**原文**:
┄┄┄┄┄┄

【HDU 5283】Senior's Fish

http://acm.hdu.edu.cn/showproblem.php?pid=5283
今天的互测题，又爆零了qwq
考虑每个点对答案的贡献。
对每个点能产生贡献的时间线上的左右端点整体二分。
最后扫一遍即可，(O(nlog^2n))。
拍了好长时间，结果暴力标算都写错了，我不滚粗谁滚粗？

#include<cstdio>
#include<cstring>
#include<algorithm>
using namespace std;
typedef long long ll;
const int N = 100003;

struct node {int op, l, r, d;} Q[N];
struct data {int x, y, lx, rx, ly, ry;} P[N];
int n, x1, y1, x2, y2, m, bits[N];

struct gagaga {int id, rest, ans;} B[N], A[N];

void add(int x, int num) {
	for (; x <= n; x += (x & (-x)))
		bits[x] += num;
}

int query(int x) {
	int ret = 0; if (x < 0) return 0;
	for (; x; x -= (x & (-x)))
		ret += bits[x];
	return ret;
}

void solve(int l, int r, int L, int R, int flag) {
	if (L > R) return;
	if (l == r) {
		for (int i = L; i <= R; ++i)
			B[i].ans = l;
		return;
	}
	int mid = (l + r) >> 1;
	for (int i = l; i <= mid; ++i)
		if (Q[i].op == flag) {
			add(Q[i].l, Q[i].d);
			add(Q[i].r + 1, -Q[i].d);
		}
	
	int tmp1 = L, tmp2 = R, t;
	for (int i = L; i <= R; ++i)
		if ((t = query(B[i].id)) >= B[i].rest)
			A[tmp1++] = B[i];
		else {
			B[i].rest -= t;
			A[tmp2--] = B[i];
		}
	for (int i = L; i <= R; ++i) B[i] = A[i];
	
	for (int i = l; i <= mid; ++i)
		if (Q[i].op == flag) {
			add(Q[i].l, -Q[i].d);
			add(Q[i].r + 1, Q[i].d);
		}
	
	solve(l, mid, L, tmp2, flag);
	solve(mid + 1, r, tmp1, R, flag);
}

void add_m(int x, int num) {
	for (; x <= m + 1; x += (x & (-x)))

┄┄┄┄┄┄

**数据摘录**:
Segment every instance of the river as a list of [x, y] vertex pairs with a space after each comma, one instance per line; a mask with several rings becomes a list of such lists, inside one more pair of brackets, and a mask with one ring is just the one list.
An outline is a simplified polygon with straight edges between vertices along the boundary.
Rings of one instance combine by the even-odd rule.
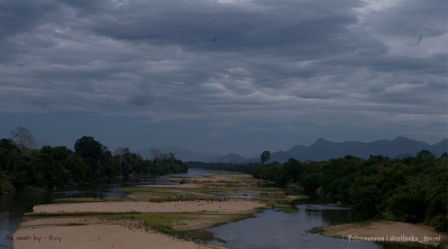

┄┄┄┄┄┄

**练习任务**:
1. 从这篇题解里摘录一段，从“void add(int x, int”开始，一直到“for (; x; x -= (x & (-x)))”为止。
2. 根据这篇题解回答：
(a) 讲的是 HDU 的第几题，题目叫什么？
(b) 代码里常量 N 的值是多少？
(c) 文中给出的时间复杂度是什么？
上面的数据跟这篇题解没有关系。

**参考答案**:
1.
void add(int x, int num) {
	for (; x <= n; x += (x & (-x)))
		bits[x] += num;
}

int query(int x) {
	int ret = 0; if (x < 0) return 0;
	for (; x; x -= (x & (-x)))

2.
(a) HDU 5283，Senior's Fish
(b) 100003
(c) O(nlog^2n)